● Short problem
Extract the records below word for word and ignore the images.

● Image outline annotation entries
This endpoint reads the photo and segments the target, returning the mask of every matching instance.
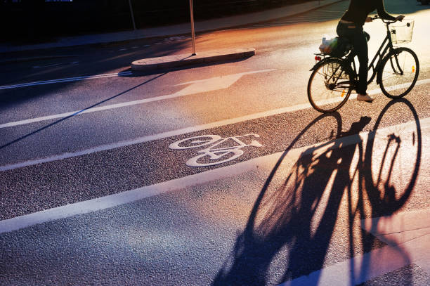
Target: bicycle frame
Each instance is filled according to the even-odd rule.
[[[372,70],[372,76],[367,80],[367,84],[370,84],[372,82],[373,82],[375,77],[377,76],[379,69],[379,65],[381,65],[381,63],[382,62],[382,59],[384,58],[384,57],[394,49],[394,47],[393,46],[393,41],[391,40],[391,37],[390,36],[390,28],[389,28],[390,24],[392,24],[394,22],[391,22],[391,21],[386,22],[386,21],[384,21],[383,20],[382,21],[384,22],[384,23],[385,24],[386,27],[386,36],[385,37],[385,39],[384,39],[382,44],[381,44],[379,48],[376,52],[374,56],[373,57],[373,59],[372,60],[372,62],[370,62],[367,67],[367,70],[369,71],[370,71],[370,70]],[[348,63],[348,65],[350,65],[350,63],[352,64],[352,69],[353,69],[353,74],[354,74],[354,80],[357,80],[358,73],[357,73],[357,67],[356,66],[356,61],[354,60],[355,57],[356,57],[355,53],[351,52],[351,53],[349,53],[348,56],[346,56],[346,58],[344,60],[346,60]],[[403,71],[401,70],[401,67],[400,67],[398,60],[397,60],[397,57],[395,57],[395,58],[396,58],[396,63],[397,67],[398,70],[400,71],[400,73],[403,74]],[[391,60],[390,63],[391,64],[391,67],[393,67],[393,70],[396,70],[394,67],[394,65],[393,64],[393,60]],[[379,84],[379,82],[377,82],[377,84]]]
[[[376,19],[376,18],[375,18]],[[381,19],[382,20],[382,19]],[[386,27],[386,36],[385,37],[385,39],[384,39],[384,41],[382,41],[382,44],[381,44],[381,46],[379,46],[379,48],[378,49],[378,51],[376,52],[374,56],[373,57],[373,59],[372,60],[372,62],[370,63],[370,64],[369,65],[367,69],[369,71],[370,71],[370,70],[372,70],[372,76],[370,77],[370,78],[368,79],[367,81],[367,84],[370,84],[372,82],[373,82],[373,80],[374,79],[375,77],[377,76],[379,69],[379,66],[381,65],[381,63],[382,62],[382,59],[384,58],[384,57],[389,54],[390,52],[391,52],[393,49],[394,47],[393,46],[393,41],[391,40],[391,37],[390,36],[390,28],[389,28],[389,25],[390,24],[393,23],[394,22],[392,21],[384,21],[384,20],[382,20],[382,21],[384,22],[384,23],[385,24]],[[325,54],[317,54],[318,56],[325,56],[326,55]],[[330,77],[327,79],[327,82],[330,82],[330,81],[331,79],[333,79],[333,77],[335,76],[335,74],[337,74],[337,72],[339,71],[339,69],[341,67],[344,68],[345,67],[351,67],[352,72],[353,72],[353,75],[354,77],[353,78],[353,83],[356,83],[356,82],[358,81],[358,74],[357,73],[357,67],[356,65],[356,61],[354,60],[354,58],[356,57],[356,54],[353,51],[353,47],[351,49],[351,52],[346,55],[345,56],[345,58],[344,58],[342,59],[343,62],[344,63],[344,65],[343,65],[344,66],[339,66],[337,67],[337,68],[332,73]],[[320,64],[322,64],[322,63],[324,62],[324,60],[325,59],[328,59],[331,57],[328,57],[328,58],[325,58],[322,60],[321,60],[321,62],[320,62]],[[403,70],[401,69],[401,67],[400,67],[400,65],[398,63],[398,60],[397,59],[397,57],[395,57],[396,58],[396,63],[397,65],[397,68],[398,70],[399,71],[399,73],[400,74],[403,74]],[[395,71],[395,67],[394,67],[394,64],[393,63],[393,60],[391,59],[390,59],[390,63],[391,64],[391,67],[393,67],[393,70]],[[318,66],[318,65],[315,65],[311,70],[313,70],[314,69],[315,69]],[[349,67],[348,67],[349,68]],[[349,85],[351,85],[351,82],[349,81],[345,81],[345,82],[338,82],[339,79],[341,78],[341,73],[339,74],[339,77],[337,79],[334,79],[335,80],[334,81],[334,84],[337,87],[337,88],[348,88]],[[377,82],[377,84],[379,84],[379,82]],[[355,84],[354,84],[355,85]]]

● Response to the exercise
This endpoint reads the photo and segments the target, returning the mask of every matching instance.
Target: bicycle frame
Each instance is filled according to the even-odd rule.
[[[372,70],[372,76],[367,80],[367,84],[370,84],[372,82],[373,82],[375,77],[377,76],[379,69],[379,65],[381,65],[381,63],[382,62],[382,59],[384,58],[384,57],[394,49],[394,47],[393,46],[393,41],[391,40],[391,37],[390,36],[390,28],[389,28],[390,24],[392,24],[394,22],[391,22],[391,21],[386,22],[386,21],[384,21],[383,20],[382,21],[384,22],[384,23],[385,24],[386,27],[386,36],[385,37],[385,39],[384,39],[382,44],[381,44],[379,48],[376,52],[374,56],[373,57],[373,59],[372,60],[372,62],[370,62],[367,67],[367,70],[369,71],[370,71],[370,70]],[[348,63],[348,65],[350,65],[350,63],[352,64],[352,69],[353,69],[353,74],[354,74],[354,80],[357,80],[358,73],[357,73],[357,67],[356,66],[356,61],[354,60],[355,57],[356,57],[355,53],[351,52],[351,53],[349,53],[348,56],[346,56],[346,58],[344,60],[346,60]],[[403,71],[401,70],[401,67],[400,67],[398,60],[397,60],[397,57],[395,57],[395,58],[396,58],[396,63],[397,67],[398,70],[400,71],[400,73],[403,74]],[[391,60],[390,63],[391,64],[391,67],[393,67],[393,70],[396,70],[394,67],[394,65],[393,64],[393,60]],[[379,84],[379,82],[377,82],[377,84]]]
[[[376,19],[376,18],[375,18]],[[381,19],[382,20],[382,19]],[[386,27],[386,36],[385,37],[385,39],[384,39],[384,41],[382,41],[382,44],[381,44],[381,46],[379,46],[379,48],[378,49],[378,51],[376,52],[374,56],[373,57],[373,59],[372,60],[372,62],[370,63],[370,64],[369,65],[367,69],[369,71],[370,71],[370,70],[372,70],[372,76],[370,77],[370,78],[368,79],[367,81],[367,84],[370,84],[372,82],[373,82],[373,80],[374,79],[375,77],[377,76],[379,69],[379,66],[381,65],[381,63],[382,62],[382,59],[384,58],[384,57],[389,54],[390,52],[391,52],[393,49],[394,47],[393,46],[393,41],[391,40],[391,37],[390,36],[390,28],[389,28],[389,25],[390,24],[393,23],[394,22],[392,21],[384,21],[384,20],[382,20],[382,21],[384,22],[384,23],[385,24]],[[325,54],[317,54],[318,56],[325,56],[326,55]],[[330,77],[327,79],[327,82],[330,82],[330,81],[331,79],[333,79],[333,77],[335,76],[335,74],[337,74],[337,72],[339,71],[339,69],[341,67],[344,68],[345,67],[351,67],[352,72],[353,72],[353,75],[354,77],[353,78],[353,83],[356,83],[356,82],[358,81],[358,74],[357,73],[357,67],[356,65],[356,61],[354,60],[354,58],[356,57],[356,54],[353,51],[353,47],[351,49],[351,52],[346,55],[345,56],[345,58],[344,58],[342,59],[343,62],[344,63],[344,65],[343,65],[344,66],[339,66],[337,67],[337,68],[332,73]],[[320,64],[322,64],[322,63],[324,62],[324,60],[325,59],[328,59],[331,57],[328,57],[328,58],[325,58],[322,60],[321,60],[321,62],[320,62]],[[403,70],[401,69],[401,67],[400,67],[400,65],[398,63],[398,60],[397,59],[397,57],[395,57],[396,58],[396,63],[397,65],[397,68],[398,70],[399,71],[399,73],[400,74],[403,74]],[[395,71],[395,67],[394,67],[394,64],[393,63],[393,60],[391,59],[390,59],[390,63],[391,64],[391,67],[393,67],[393,70]],[[318,66],[318,65],[315,65],[311,70],[313,70],[314,69],[315,69]],[[349,67],[348,67],[349,68]],[[349,85],[351,85],[351,82],[349,81],[345,81],[345,82],[338,82],[339,79],[341,78],[341,73],[339,74],[339,77],[337,79],[334,79],[335,80],[334,81],[334,84],[337,87],[337,88],[348,88]],[[377,82],[377,84],[379,84],[379,82]],[[355,84],[354,84],[355,85]]]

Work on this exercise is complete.